--- Begin Text shown ---
Steppin: The Movie is a 2009 American musical comedy film. The film stars Wesley Jonathan and Chrystee Pharris, and was the last film directed by Michael Taliferro.

Premise
A college campus springs to life when the local radio station announces the official opening of the step competition season. As the fraternities and sororities work to recruit the best talent, the heat is on to win big prize money and campus bragging rights.
--- End Text shown ---
--- Begin Given records ---
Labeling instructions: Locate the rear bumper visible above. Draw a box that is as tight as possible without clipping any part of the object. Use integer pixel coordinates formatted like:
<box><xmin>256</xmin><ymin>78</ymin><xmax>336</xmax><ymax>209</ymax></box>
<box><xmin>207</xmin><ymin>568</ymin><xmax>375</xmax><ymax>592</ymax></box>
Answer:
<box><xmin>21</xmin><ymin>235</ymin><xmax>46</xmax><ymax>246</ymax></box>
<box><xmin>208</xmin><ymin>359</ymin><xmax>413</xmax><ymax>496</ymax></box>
--- End Given records ---
--- Begin Given records ---
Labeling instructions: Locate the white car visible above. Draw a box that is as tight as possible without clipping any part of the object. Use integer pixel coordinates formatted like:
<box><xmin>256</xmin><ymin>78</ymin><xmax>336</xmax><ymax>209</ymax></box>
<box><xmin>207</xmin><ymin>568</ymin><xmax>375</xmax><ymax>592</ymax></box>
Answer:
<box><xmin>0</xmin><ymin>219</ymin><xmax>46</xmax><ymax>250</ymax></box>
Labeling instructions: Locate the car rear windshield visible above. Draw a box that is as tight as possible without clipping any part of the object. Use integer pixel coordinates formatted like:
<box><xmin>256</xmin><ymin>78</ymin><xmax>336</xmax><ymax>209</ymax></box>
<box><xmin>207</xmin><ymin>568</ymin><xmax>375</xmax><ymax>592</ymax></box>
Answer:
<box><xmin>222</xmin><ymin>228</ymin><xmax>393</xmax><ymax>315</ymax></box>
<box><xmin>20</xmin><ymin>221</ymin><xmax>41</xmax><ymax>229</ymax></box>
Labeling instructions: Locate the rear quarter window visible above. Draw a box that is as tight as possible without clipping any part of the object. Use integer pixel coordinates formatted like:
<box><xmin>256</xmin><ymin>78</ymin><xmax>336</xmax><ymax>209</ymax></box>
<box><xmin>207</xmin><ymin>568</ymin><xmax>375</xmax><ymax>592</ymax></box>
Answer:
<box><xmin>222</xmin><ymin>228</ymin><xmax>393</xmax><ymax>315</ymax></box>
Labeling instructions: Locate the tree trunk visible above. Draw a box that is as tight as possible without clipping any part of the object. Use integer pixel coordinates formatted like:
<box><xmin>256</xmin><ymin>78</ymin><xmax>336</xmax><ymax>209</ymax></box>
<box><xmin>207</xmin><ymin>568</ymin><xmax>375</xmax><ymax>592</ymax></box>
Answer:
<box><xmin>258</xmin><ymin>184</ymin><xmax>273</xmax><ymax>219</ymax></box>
--- End Given records ---
*Required actions:*
(a) Duplicate the part of the film description that opens with the words containing "Steppin: The Movie" and closes with "campus bragging rights.".
(b) Answer these questions using the film description:
(i) Who directed the film?
(ii) What does the local radio station announce?
(iii) What do the fraternities and sororities hope to win?

*Outputs in order:*
(a)
Steppin: The Movie is a 2009 American musical comedy film. The film stars Wesley Jonathan and Chrystee Pharris, and was the last film directed by Michael Taliferro.

Premise
A college campus springs to life when the local radio station announces the official opening of the step competition season. As the fraternities and sororities work to recruit the best talent, the heat is on to win big prize money and campus bragging rights.

(b)
(i) Michael Taliferro
(ii) The official opening of the step competition season
(iii) Big prize money and campus bragging rights